• **Exercise inputs**:
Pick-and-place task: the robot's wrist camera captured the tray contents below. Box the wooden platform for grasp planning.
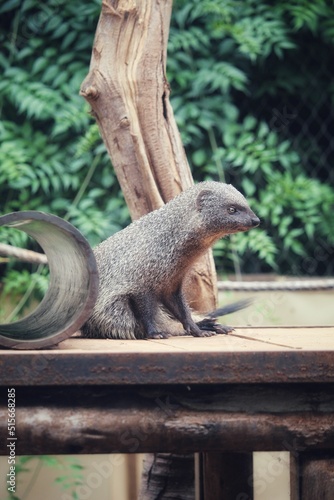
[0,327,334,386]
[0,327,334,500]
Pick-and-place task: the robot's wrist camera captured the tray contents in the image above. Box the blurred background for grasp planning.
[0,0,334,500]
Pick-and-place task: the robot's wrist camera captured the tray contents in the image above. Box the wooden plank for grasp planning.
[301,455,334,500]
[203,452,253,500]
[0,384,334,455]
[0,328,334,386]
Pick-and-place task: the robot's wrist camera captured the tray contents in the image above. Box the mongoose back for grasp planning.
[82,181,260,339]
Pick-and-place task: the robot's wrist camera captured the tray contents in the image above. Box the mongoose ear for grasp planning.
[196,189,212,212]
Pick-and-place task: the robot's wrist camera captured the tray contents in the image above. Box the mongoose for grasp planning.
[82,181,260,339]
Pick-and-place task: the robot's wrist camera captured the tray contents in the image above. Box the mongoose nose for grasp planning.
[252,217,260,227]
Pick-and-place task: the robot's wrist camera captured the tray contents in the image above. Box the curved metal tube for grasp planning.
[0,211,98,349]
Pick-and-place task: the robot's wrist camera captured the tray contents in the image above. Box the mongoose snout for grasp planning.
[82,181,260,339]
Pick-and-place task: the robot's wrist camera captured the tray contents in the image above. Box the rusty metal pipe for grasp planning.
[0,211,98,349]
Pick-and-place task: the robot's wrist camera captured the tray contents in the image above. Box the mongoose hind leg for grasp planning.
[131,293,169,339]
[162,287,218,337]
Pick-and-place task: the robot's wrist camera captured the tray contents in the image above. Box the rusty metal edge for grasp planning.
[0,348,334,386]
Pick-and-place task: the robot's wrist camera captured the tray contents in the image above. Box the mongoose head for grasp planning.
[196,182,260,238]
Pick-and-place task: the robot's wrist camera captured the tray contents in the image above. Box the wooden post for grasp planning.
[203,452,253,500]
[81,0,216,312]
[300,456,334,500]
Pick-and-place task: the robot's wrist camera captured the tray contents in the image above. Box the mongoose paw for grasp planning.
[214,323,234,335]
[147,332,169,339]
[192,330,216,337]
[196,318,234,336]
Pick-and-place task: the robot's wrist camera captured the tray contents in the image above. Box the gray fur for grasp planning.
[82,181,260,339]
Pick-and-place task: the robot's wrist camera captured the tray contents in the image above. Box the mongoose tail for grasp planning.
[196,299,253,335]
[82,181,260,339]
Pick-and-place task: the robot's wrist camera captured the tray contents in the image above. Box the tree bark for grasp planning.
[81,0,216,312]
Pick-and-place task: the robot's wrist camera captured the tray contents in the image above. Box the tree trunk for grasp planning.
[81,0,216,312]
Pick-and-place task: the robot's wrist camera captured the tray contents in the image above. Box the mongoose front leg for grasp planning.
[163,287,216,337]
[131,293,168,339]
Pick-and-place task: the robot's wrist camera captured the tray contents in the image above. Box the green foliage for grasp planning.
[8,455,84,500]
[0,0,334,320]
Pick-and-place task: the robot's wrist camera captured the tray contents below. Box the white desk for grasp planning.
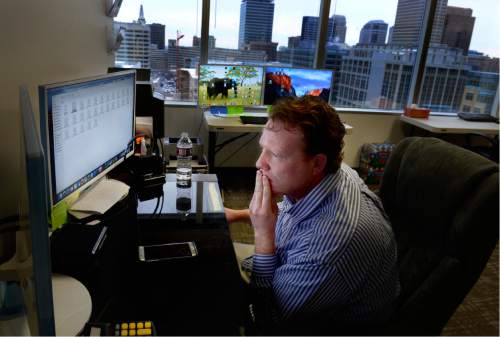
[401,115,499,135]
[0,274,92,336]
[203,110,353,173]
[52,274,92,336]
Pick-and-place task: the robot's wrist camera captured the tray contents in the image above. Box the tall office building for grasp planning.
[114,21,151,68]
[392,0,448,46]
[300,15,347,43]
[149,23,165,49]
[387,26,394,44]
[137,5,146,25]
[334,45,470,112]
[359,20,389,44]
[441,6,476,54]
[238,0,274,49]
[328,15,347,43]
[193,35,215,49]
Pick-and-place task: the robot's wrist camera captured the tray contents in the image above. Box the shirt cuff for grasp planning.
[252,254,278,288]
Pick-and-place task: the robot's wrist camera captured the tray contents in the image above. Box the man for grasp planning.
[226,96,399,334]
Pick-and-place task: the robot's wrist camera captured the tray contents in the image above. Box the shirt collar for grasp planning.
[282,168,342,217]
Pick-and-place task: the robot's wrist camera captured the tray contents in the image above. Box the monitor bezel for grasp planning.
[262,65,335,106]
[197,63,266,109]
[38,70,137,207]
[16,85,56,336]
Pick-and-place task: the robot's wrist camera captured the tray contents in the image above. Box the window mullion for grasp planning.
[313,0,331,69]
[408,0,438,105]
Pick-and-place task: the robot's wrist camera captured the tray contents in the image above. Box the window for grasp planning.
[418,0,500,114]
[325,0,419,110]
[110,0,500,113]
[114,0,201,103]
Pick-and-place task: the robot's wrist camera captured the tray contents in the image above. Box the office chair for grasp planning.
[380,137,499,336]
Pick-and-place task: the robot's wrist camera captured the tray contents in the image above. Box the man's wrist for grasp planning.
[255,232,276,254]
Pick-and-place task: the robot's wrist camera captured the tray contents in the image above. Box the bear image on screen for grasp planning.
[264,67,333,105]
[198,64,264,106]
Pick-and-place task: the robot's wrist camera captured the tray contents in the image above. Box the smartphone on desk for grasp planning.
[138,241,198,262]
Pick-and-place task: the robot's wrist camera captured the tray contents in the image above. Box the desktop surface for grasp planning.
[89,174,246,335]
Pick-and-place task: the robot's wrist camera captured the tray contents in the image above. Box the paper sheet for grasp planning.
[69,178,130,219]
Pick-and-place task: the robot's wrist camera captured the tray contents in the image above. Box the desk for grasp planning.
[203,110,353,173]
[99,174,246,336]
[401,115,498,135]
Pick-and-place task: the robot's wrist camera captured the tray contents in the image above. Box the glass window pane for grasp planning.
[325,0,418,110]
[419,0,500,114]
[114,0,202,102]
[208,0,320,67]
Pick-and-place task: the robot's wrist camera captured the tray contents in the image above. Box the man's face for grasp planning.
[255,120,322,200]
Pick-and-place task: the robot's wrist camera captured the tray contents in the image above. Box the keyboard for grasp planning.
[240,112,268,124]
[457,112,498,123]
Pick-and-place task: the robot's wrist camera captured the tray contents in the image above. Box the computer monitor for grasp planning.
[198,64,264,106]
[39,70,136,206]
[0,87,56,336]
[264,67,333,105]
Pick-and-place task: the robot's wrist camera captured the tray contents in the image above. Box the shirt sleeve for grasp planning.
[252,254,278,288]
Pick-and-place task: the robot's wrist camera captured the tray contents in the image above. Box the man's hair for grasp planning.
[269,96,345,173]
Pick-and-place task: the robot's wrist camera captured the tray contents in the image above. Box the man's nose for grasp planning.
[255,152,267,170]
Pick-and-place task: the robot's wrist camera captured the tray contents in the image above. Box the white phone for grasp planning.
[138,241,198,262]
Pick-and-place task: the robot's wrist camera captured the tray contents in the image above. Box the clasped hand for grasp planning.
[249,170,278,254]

* * *

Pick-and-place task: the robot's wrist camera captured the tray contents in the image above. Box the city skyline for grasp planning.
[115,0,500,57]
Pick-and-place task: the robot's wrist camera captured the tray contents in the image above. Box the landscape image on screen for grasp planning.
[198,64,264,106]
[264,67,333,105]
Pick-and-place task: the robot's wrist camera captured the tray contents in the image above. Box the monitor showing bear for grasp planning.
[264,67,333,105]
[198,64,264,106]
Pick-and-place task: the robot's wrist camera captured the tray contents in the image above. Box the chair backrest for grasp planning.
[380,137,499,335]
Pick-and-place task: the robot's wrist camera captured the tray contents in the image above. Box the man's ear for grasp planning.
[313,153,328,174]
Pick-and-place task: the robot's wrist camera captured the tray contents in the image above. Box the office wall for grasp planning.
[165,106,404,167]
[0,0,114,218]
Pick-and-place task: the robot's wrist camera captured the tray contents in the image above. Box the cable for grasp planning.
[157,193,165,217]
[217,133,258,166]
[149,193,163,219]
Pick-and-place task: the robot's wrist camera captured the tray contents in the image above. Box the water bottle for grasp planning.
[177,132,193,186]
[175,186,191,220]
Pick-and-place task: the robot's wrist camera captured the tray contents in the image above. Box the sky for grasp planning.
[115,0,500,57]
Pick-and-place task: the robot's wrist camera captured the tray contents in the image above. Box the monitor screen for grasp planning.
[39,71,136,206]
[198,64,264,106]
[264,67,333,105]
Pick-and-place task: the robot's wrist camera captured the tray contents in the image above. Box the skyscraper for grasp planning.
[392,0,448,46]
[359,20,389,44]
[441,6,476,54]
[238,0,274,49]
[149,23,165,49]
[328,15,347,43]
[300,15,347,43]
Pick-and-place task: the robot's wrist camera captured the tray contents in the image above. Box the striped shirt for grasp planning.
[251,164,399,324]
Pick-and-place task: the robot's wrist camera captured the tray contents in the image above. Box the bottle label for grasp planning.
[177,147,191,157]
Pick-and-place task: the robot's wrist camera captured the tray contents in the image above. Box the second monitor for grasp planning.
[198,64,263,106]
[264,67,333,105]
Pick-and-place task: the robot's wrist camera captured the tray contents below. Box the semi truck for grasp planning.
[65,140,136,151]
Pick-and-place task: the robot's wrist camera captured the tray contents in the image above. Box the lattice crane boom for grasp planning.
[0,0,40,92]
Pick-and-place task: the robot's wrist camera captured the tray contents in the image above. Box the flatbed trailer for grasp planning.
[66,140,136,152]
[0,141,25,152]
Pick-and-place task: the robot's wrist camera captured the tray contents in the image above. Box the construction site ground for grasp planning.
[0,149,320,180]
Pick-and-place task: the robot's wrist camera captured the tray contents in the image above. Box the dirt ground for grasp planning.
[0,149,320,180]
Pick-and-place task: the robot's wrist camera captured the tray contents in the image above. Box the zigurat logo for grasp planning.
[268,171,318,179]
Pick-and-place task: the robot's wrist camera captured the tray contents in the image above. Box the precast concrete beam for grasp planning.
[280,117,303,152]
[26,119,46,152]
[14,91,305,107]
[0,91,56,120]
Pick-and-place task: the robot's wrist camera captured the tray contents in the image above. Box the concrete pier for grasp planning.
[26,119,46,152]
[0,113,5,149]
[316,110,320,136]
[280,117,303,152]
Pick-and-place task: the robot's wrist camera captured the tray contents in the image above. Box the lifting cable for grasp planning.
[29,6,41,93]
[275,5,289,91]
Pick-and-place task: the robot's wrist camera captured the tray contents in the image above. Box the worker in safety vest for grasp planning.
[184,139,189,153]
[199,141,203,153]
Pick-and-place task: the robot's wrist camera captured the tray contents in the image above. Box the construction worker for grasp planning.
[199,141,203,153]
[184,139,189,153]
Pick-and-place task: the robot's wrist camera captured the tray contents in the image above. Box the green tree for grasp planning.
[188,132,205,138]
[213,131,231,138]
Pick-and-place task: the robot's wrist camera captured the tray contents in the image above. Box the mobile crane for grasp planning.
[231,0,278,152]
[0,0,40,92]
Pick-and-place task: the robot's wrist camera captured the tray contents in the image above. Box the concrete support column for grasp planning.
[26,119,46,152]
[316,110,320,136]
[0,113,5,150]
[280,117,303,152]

• **Exercise objective**:
Please copy the listing from the line containing "man's nose for grasp planning." through the line containing "[249,170,278,254]", reproducing both of those lines and everything between them.

• **Correct response**:
Pick-and-place task: the robot's wrist camera captured the tray contents in the image above. Box the man's nose for grasp planning.
[255,152,267,170]
Pick-and-place task: the robot's wrist camera captured the tray contents in the image above. Box the white phone for grasp planning.
[138,241,198,262]
Pick-and-place task: the robot's wrist camera captured the tray contents in the image above. Box the clasped hand for grasp planning.
[249,170,278,254]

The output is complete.